## TASK STATEMENT
In this exercise, retype exactly the lines from the start of the entries through the line bearing "Target phrase = primary wing feather", leaving every picture out.

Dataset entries
──────
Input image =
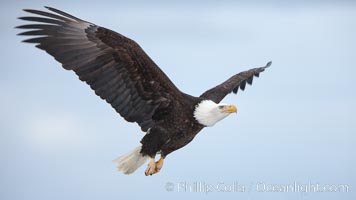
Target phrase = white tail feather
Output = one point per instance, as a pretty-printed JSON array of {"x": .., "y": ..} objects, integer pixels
[{"x": 131, "y": 161}]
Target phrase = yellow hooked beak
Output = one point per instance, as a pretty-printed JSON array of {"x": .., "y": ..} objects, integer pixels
[{"x": 230, "y": 109}]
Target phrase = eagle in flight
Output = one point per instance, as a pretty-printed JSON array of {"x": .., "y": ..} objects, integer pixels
[{"x": 123, "y": 75}]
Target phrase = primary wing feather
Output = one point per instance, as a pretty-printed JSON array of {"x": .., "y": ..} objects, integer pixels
[
  {"x": 115, "y": 67},
  {"x": 233, "y": 84}
]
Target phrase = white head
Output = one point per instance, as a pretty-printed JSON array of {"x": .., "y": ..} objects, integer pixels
[{"x": 208, "y": 112}]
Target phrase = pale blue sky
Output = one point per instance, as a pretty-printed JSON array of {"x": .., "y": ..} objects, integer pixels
[{"x": 295, "y": 124}]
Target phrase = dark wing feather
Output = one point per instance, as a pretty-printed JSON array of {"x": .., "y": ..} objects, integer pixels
[
  {"x": 115, "y": 67},
  {"x": 233, "y": 84}
]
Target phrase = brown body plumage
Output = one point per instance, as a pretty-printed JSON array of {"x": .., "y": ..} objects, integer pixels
[{"x": 122, "y": 74}]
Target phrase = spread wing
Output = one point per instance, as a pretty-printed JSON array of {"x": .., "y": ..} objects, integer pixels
[
  {"x": 233, "y": 84},
  {"x": 115, "y": 67}
]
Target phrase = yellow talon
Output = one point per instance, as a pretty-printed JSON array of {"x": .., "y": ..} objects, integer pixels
[{"x": 154, "y": 167}]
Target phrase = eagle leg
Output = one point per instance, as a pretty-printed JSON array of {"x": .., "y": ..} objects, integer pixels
[{"x": 154, "y": 167}]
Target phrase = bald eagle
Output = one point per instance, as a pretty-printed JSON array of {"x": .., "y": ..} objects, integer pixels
[{"x": 123, "y": 75}]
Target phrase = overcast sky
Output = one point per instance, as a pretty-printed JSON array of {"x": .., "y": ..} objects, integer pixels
[{"x": 296, "y": 123}]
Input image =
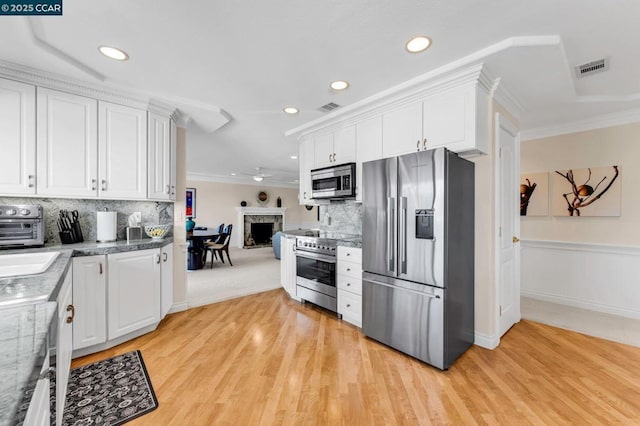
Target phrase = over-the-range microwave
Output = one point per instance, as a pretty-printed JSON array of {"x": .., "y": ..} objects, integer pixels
[{"x": 334, "y": 182}]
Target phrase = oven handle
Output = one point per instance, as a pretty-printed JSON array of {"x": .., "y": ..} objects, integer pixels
[{"x": 316, "y": 256}]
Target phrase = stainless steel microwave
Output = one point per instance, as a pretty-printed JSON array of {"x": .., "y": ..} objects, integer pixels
[{"x": 334, "y": 182}]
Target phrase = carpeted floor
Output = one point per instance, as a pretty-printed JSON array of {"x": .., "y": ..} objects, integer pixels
[{"x": 253, "y": 271}]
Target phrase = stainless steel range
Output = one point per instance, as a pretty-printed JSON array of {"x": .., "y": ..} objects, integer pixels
[
  {"x": 316, "y": 270},
  {"x": 21, "y": 225}
]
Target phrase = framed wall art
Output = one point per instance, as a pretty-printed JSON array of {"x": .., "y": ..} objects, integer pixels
[{"x": 594, "y": 191}]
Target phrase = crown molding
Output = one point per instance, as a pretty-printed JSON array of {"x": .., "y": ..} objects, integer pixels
[
  {"x": 238, "y": 180},
  {"x": 599, "y": 122}
]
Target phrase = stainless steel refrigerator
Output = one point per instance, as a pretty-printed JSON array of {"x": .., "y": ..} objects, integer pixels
[{"x": 418, "y": 254}]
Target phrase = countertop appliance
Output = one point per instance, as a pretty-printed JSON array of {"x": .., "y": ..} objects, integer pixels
[
  {"x": 334, "y": 182},
  {"x": 418, "y": 254},
  {"x": 21, "y": 225},
  {"x": 316, "y": 270}
]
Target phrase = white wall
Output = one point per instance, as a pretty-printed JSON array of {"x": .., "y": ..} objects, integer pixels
[{"x": 588, "y": 262}]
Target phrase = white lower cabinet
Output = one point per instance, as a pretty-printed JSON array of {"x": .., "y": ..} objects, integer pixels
[
  {"x": 288, "y": 265},
  {"x": 349, "y": 278},
  {"x": 64, "y": 343},
  {"x": 90, "y": 301},
  {"x": 166, "y": 279},
  {"x": 134, "y": 291}
]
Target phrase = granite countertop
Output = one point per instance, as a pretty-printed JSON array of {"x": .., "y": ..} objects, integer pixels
[
  {"x": 27, "y": 305},
  {"x": 23, "y": 347}
]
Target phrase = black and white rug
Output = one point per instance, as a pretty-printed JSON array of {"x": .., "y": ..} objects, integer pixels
[{"x": 109, "y": 392}]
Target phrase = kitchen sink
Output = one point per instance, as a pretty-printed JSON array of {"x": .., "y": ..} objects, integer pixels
[{"x": 26, "y": 263}]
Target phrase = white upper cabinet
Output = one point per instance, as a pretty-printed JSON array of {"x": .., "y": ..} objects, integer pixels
[
  {"x": 159, "y": 157},
  {"x": 122, "y": 142},
  {"x": 306, "y": 162},
  {"x": 17, "y": 138},
  {"x": 368, "y": 147},
  {"x": 402, "y": 130},
  {"x": 67, "y": 144}
]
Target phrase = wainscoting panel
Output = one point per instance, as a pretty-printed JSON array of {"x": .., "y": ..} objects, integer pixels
[{"x": 599, "y": 277}]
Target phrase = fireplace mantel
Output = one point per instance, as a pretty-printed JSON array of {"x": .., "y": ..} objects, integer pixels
[{"x": 254, "y": 211}]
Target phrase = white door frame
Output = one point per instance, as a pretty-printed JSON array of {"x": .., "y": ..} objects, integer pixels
[{"x": 501, "y": 121}]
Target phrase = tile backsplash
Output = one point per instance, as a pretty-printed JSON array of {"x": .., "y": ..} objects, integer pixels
[
  {"x": 153, "y": 212},
  {"x": 342, "y": 216}
]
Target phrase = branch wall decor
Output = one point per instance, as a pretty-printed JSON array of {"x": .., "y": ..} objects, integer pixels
[
  {"x": 534, "y": 194},
  {"x": 594, "y": 191}
]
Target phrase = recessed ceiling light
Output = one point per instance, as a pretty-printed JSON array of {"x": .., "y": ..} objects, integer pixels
[
  {"x": 418, "y": 44},
  {"x": 339, "y": 85},
  {"x": 113, "y": 53}
]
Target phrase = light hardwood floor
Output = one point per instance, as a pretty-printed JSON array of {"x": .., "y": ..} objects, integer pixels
[{"x": 265, "y": 359}]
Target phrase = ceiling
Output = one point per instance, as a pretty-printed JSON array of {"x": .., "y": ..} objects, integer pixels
[{"x": 232, "y": 66}]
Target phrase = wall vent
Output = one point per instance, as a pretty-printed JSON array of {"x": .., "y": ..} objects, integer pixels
[
  {"x": 592, "y": 67},
  {"x": 329, "y": 107}
]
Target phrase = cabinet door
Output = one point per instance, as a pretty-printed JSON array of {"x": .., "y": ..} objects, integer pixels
[
  {"x": 368, "y": 148},
  {"x": 344, "y": 145},
  {"x": 402, "y": 130},
  {"x": 173, "y": 157},
  {"x": 306, "y": 161},
  {"x": 64, "y": 344},
  {"x": 122, "y": 143},
  {"x": 90, "y": 301},
  {"x": 67, "y": 144},
  {"x": 323, "y": 150},
  {"x": 159, "y": 157},
  {"x": 448, "y": 119},
  {"x": 17, "y": 138},
  {"x": 166, "y": 278},
  {"x": 134, "y": 291}
]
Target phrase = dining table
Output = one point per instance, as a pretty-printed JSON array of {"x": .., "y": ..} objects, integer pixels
[{"x": 196, "y": 239}]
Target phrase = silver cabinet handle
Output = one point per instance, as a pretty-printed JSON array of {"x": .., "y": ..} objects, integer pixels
[{"x": 49, "y": 373}]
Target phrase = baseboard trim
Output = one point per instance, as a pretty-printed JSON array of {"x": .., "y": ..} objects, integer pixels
[
  {"x": 560, "y": 300},
  {"x": 178, "y": 307},
  {"x": 486, "y": 341}
]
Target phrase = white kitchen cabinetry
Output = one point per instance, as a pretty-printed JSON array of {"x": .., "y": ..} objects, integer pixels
[
  {"x": 166, "y": 279},
  {"x": 402, "y": 130},
  {"x": 368, "y": 148},
  {"x": 90, "y": 301},
  {"x": 64, "y": 343},
  {"x": 349, "y": 278},
  {"x": 288, "y": 265},
  {"x": 159, "y": 157},
  {"x": 122, "y": 142},
  {"x": 134, "y": 291},
  {"x": 67, "y": 144},
  {"x": 17, "y": 138},
  {"x": 337, "y": 147},
  {"x": 306, "y": 163}
]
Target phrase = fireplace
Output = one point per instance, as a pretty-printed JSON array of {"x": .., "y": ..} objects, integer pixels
[{"x": 262, "y": 233}]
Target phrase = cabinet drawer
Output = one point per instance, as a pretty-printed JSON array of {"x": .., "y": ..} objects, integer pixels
[
  {"x": 351, "y": 284},
  {"x": 350, "y": 307},
  {"x": 350, "y": 254}
]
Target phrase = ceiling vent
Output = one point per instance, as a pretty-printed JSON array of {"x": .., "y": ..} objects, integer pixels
[
  {"x": 329, "y": 107},
  {"x": 592, "y": 67}
]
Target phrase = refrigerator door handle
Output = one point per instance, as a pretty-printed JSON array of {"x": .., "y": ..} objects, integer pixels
[
  {"x": 390, "y": 234},
  {"x": 403, "y": 235}
]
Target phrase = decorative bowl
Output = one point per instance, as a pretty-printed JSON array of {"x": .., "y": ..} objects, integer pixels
[{"x": 156, "y": 232}]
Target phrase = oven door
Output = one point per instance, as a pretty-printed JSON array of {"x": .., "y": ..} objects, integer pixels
[{"x": 316, "y": 272}]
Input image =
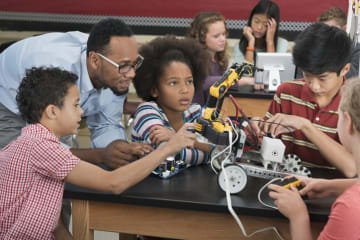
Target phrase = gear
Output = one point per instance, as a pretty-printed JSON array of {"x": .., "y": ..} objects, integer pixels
[{"x": 292, "y": 164}]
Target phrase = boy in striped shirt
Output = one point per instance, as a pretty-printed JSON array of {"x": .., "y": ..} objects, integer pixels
[{"x": 304, "y": 111}]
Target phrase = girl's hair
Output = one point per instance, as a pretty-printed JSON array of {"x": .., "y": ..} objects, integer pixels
[
  {"x": 162, "y": 51},
  {"x": 350, "y": 100},
  {"x": 199, "y": 28},
  {"x": 271, "y": 10}
]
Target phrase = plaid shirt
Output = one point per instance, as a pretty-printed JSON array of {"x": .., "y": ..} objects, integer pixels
[{"x": 32, "y": 172}]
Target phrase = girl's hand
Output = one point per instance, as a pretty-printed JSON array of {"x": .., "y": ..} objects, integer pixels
[
  {"x": 288, "y": 201},
  {"x": 271, "y": 30},
  {"x": 160, "y": 134},
  {"x": 182, "y": 139},
  {"x": 247, "y": 31}
]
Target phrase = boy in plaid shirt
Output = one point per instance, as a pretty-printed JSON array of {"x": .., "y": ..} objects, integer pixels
[{"x": 35, "y": 166}]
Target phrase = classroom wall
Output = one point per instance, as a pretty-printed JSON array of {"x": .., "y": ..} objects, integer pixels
[{"x": 151, "y": 16}]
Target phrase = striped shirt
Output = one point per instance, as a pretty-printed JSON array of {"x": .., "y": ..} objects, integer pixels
[
  {"x": 32, "y": 172},
  {"x": 296, "y": 98},
  {"x": 149, "y": 114}
]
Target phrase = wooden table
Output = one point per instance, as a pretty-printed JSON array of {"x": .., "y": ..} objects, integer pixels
[{"x": 190, "y": 205}]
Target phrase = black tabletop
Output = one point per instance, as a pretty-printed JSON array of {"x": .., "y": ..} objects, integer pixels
[
  {"x": 250, "y": 93},
  {"x": 196, "y": 188}
]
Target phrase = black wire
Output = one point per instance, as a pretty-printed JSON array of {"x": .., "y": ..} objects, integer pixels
[{"x": 261, "y": 120}]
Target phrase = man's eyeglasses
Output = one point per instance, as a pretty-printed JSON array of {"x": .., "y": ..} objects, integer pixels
[{"x": 125, "y": 68}]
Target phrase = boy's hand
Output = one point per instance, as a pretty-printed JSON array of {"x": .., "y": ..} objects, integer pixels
[
  {"x": 120, "y": 152},
  {"x": 288, "y": 201},
  {"x": 182, "y": 139},
  {"x": 159, "y": 134},
  {"x": 247, "y": 31}
]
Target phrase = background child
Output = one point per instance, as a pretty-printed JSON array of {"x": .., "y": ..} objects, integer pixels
[
  {"x": 261, "y": 33},
  {"x": 34, "y": 166},
  {"x": 336, "y": 17},
  {"x": 209, "y": 28},
  {"x": 304, "y": 112},
  {"x": 172, "y": 70},
  {"x": 344, "y": 219}
]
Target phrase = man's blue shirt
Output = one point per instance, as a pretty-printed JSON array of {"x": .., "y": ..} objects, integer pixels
[{"x": 67, "y": 51}]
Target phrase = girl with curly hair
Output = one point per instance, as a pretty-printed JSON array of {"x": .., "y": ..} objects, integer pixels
[{"x": 173, "y": 69}]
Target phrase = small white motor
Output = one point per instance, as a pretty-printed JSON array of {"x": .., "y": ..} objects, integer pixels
[{"x": 272, "y": 151}]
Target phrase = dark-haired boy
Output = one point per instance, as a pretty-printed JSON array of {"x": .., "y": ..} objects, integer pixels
[
  {"x": 305, "y": 111},
  {"x": 34, "y": 167}
]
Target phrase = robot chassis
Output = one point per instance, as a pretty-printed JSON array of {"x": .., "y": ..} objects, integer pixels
[{"x": 268, "y": 162}]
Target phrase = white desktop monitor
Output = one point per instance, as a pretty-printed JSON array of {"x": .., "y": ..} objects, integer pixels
[{"x": 278, "y": 68}]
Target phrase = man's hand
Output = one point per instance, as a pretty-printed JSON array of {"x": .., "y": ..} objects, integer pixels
[
  {"x": 159, "y": 134},
  {"x": 120, "y": 152}
]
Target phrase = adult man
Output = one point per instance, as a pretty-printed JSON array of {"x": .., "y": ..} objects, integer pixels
[{"x": 105, "y": 61}]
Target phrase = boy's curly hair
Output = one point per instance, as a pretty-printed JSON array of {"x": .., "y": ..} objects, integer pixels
[
  {"x": 41, "y": 87},
  {"x": 160, "y": 52}
]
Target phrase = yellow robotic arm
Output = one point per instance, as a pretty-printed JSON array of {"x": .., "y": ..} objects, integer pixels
[{"x": 209, "y": 125}]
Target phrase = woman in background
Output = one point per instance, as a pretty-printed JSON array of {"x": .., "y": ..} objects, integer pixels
[
  {"x": 261, "y": 33},
  {"x": 209, "y": 28}
]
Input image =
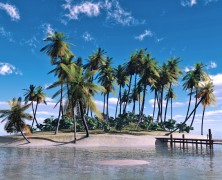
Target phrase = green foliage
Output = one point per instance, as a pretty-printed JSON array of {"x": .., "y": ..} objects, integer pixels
[
  {"x": 183, "y": 127},
  {"x": 170, "y": 124}
]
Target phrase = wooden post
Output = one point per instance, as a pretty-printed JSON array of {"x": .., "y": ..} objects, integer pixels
[
  {"x": 210, "y": 139},
  {"x": 171, "y": 140},
  {"x": 183, "y": 140}
]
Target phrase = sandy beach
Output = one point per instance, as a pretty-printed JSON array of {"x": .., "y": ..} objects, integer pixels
[{"x": 95, "y": 140}]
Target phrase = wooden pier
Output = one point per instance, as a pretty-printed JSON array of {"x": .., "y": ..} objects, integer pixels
[{"x": 194, "y": 141}]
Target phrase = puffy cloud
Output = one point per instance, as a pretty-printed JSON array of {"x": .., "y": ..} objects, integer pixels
[
  {"x": 212, "y": 65},
  {"x": 11, "y": 10},
  {"x": 7, "y": 69},
  {"x": 146, "y": 33},
  {"x": 5, "y": 34},
  {"x": 113, "y": 10},
  {"x": 88, "y": 8},
  {"x": 87, "y": 36},
  {"x": 188, "y": 3}
]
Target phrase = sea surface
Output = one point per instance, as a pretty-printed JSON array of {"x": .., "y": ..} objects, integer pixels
[{"x": 84, "y": 164}]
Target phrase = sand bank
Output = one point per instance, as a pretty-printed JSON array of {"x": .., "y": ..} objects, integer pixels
[{"x": 95, "y": 140}]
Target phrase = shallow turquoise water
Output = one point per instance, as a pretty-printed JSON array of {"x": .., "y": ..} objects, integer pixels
[{"x": 72, "y": 163}]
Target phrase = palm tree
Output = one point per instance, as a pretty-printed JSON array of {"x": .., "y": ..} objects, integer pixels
[
  {"x": 175, "y": 74},
  {"x": 39, "y": 98},
  {"x": 16, "y": 116},
  {"x": 122, "y": 80},
  {"x": 149, "y": 74},
  {"x": 79, "y": 91},
  {"x": 107, "y": 79},
  {"x": 30, "y": 96},
  {"x": 58, "y": 47},
  {"x": 206, "y": 96}
]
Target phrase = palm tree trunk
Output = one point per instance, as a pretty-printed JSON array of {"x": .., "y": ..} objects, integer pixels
[
  {"x": 120, "y": 100},
  {"x": 127, "y": 98},
  {"x": 171, "y": 108},
  {"x": 107, "y": 106},
  {"x": 202, "y": 120},
  {"x": 187, "y": 117},
  {"x": 104, "y": 103},
  {"x": 188, "y": 109},
  {"x": 74, "y": 121},
  {"x": 166, "y": 110},
  {"x": 117, "y": 107},
  {"x": 33, "y": 111},
  {"x": 154, "y": 104},
  {"x": 24, "y": 135},
  {"x": 83, "y": 118},
  {"x": 36, "y": 107},
  {"x": 161, "y": 105},
  {"x": 194, "y": 111}
]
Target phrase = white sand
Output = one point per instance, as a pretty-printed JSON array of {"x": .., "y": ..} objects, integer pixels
[{"x": 95, "y": 140}]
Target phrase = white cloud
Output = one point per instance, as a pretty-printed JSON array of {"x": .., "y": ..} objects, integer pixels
[
  {"x": 212, "y": 65},
  {"x": 113, "y": 10},
  {"x": 188, "y": 3},
  {"x": 146, "y": 33},
  {"x": 11, "y": 10},
  {"x": 87, "y": 36},
  {"x": 88, "y": 8},
  {"x": 47, "y": 28},
  {"x": 7, "y": 69},
  {"x": 113, "y": 100},
  {"x": 5, "y": 34}
]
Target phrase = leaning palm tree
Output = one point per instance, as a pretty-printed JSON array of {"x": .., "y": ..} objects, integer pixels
[
  {"x": 30, "y": 97},
  {"x": 15, "y": 117},
  {"x": 207, "y": 96},
  {"x": 122, "y": 80},
  {"x": 79, "y": 91}
]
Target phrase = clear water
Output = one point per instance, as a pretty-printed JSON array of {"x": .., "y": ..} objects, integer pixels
[{"x": 81, "y": 164}]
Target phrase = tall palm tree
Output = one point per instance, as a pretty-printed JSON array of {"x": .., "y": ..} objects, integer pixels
[
  {"x": 165, "y": 78},
  {"x": 30, "y": 97},
  {"x": 39, "y": 98},
  {"x": 107, "y": 79},
  {"x": 122, "y": 80},
  {"x": 15, "y": 117},
  {"x": 148, "y": 75},
  {"x": 133, "y": 68},
  {"x": 207, "y": 96},
  {"x": 173, "y": 66},
  {"x": 58, "y": 49},
  {"x": 79, "y": 91}
]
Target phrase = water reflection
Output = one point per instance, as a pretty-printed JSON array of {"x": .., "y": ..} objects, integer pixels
[{"x": 72, "y": 163}]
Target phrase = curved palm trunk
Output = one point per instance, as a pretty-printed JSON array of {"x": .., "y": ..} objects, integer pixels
[
  {"x": 188, "y": 109},
  {"x": 166, "y": 110},
  {"x": 171, "y": 108},
  {"x": 107, "y": 106},
  {"x": 187, "y": 117},
  {"x": 23, "y": 135},
  {"x": 154, "y": 105},
  {"x": 33, "y": 111},
  {"x": 202, "y": 120},
  {"x": 117, "y": 107},
  {"x": 127, "y": 98},
  {"x": 36, "y": 107},
  {"x": 120, "y": 100},
  {"x": 161, "y": 105},
  {"x": 104, "y": 103},
  {"x": 194, "y": 111},
  {"x": 83, "y": 119}
]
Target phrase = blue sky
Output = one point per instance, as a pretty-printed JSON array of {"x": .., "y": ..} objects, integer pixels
[{"x": 189, "y": 29}]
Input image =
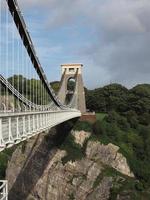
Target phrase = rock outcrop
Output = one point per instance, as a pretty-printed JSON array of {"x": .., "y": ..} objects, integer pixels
[{"x": 36, "y": 171}]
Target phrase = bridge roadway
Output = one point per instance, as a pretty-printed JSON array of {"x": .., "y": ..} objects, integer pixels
[{"x": 17, "y": 127}]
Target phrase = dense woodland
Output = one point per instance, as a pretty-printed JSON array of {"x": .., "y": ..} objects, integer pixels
[
  {"x": 126, "y": 123},
  {"x": 123, "y": 118}
]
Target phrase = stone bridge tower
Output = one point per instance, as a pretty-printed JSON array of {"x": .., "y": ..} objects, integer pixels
[{"x": 73, "y": 71}]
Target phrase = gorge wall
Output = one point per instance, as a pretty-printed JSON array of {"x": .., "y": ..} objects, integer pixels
[{"x": 37, "y": 171}]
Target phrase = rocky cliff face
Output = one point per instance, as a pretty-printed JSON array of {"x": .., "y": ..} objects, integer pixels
[{"x": 36, "y": 171}]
──────
## RESULT OF THE TASK
Input image =
Target phrase = white tail feather
Output = one point per instance, as a pretty-printed JSON array of {"x": .., "y": ..} objects, integer pixels
[{"x": 131, "y": 161}]
Target phrase = yellow hooked beak
Output = one point per instance, as a pretty-printed JSON array of {"x": .., "y": ..} objects, integer pixels
[{"x": 230, "y": 109}]
Target phrase = eagle in flight
Output = one point per instance, as a pretty-printed JSON array of {"x": .., "y": ..} objects, integer pixels
[{"x": 123, "y": 75}]
Target phrase = primary wing feather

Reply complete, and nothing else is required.